§ **Actions to take**
1. According to the post about conference talk submissions, who agreed to let the writer stay with him in Berlin that week?
2. Pick up the post about the OpenWRT Summit and ELC EU talk submissions right after its final sentence and carry it forward.

-- begin Provided text --

Recently, I submitted talks for the CFPs of Linux Foundation's Embedded Linux Conference Europe (ELC EU) and the Prpl Foundation's OpenWRT Summit. The latter was accepted, and the folks at the Prpl Foundation graciously offered to fund my flight costs to speak at the OpenWRT Summit! I've never spoken at an OpenWRT event before and I'm looking forward to the opportunity getting to know the OpenWRT and LEDE communities better by speaking at that event, and am excited to discuss Conservancy's work with them.
OpenWRT Summit, while co-located, is a wholly separate event from LF's ELC EU. Unfortunately, I was not so lucky in my talk submissions there: my talk proposal has been waitlisted since July. I was hopeful after a talk cancellation in mid-August. (I know because the speaker who canceled suggested that I request his slot for my waitlisted talk.) Unfortunately, the LF staff informed me that they understandably filled his open slot with a sponsored session that came in.
The good news is that my OpenWRT Summit flight is booked, and my friend (and Conservancy Board Member Emeritus) Loïc Dachary (who lives in Berlin) has agreed to let me crash with him for that week. So, I'll be in town for the entirety of ELC EU with almost no direct travel costs to Conservancy! The bad news is that it seems my ELC EU talk remains waitlisted. Therefore, I don't have a confirmed registration for the rest of ELC EU (beyond OpenWRT Summit).

-- end Provided text --
-- begin Provided records --

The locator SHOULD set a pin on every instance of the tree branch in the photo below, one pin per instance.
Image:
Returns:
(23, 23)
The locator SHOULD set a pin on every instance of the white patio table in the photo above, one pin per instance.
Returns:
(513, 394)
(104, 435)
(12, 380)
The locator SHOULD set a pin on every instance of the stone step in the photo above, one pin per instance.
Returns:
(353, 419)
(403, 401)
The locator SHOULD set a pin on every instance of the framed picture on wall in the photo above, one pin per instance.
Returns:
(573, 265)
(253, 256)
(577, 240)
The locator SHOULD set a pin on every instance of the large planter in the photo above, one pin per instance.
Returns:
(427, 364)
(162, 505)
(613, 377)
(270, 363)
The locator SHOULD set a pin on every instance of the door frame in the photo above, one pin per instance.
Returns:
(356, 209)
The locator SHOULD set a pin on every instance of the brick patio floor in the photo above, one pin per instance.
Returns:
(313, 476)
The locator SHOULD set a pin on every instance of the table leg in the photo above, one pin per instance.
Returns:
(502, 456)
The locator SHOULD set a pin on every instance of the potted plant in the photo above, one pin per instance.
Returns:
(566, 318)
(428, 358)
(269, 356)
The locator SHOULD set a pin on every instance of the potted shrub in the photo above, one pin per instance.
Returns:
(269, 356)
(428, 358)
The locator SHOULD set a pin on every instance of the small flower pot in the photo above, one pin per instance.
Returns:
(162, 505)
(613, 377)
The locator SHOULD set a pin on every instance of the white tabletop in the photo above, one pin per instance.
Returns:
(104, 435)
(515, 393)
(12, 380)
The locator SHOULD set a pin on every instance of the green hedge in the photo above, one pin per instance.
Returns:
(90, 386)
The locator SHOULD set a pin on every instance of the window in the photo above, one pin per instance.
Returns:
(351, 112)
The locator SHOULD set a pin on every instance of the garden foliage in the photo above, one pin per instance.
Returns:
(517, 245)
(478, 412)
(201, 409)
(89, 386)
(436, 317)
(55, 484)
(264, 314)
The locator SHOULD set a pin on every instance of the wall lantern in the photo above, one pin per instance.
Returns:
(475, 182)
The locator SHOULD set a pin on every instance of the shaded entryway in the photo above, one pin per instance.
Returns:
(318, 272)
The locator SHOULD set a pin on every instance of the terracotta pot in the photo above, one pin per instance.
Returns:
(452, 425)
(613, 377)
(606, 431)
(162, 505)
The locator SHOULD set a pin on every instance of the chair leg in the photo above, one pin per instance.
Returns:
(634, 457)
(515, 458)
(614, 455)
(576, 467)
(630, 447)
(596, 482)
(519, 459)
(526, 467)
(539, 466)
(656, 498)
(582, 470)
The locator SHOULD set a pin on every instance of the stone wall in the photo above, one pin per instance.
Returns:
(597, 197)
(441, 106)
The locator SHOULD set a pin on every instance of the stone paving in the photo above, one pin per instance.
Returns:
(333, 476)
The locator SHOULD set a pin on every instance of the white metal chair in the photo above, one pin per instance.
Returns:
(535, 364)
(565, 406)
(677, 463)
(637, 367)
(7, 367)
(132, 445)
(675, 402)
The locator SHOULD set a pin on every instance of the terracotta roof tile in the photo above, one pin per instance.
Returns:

-- end Provided records --

§ **Results for each task**
1. Loïc Dachary, a friend and Conservancy Board Member Emeritus.

2.
While it seems like a perfect and cost-effective opportunity to be able to attend both events, that seems harder than I thought! Once I confirmed my OpenWRT Summit travel arrangements, I asked for the hobbyist discount to register for ELC EU, but LF staff informed me yesterday that the hobbyist (as well as the other discounts) are sold out. The moral of the story is that logistics are just plain tough and time-consuming when you work for a charity with an extremely limited travel budget. ☻
Yet, it seems a shame to waste the opportunity of being in town with so many Linux developers and not being able to see or talk to them, so Conservancy is asking for some help from you to fund the $680 of my registration costs for ELC EU. That's just about six new Conservancy supporter signups, so I hope we can get six new Supporters before Linux Foundation's ELC EU conference begins on October 10th. Either way, I look forward to seeing those developers who attend the co-located OpenWRT Summit! And, if the logistics work out — perhaps I'll see you at ELC EU as well!
Update 2016-09-30: One of the event conference sponsors was kind enough to donate a spare pass to the event; so I'll see you all there! I do hope folks become a Conservancy Supporter anyway, because we'll definitely put the money to great use to advance software freedom and help our fiscal sponsored projects.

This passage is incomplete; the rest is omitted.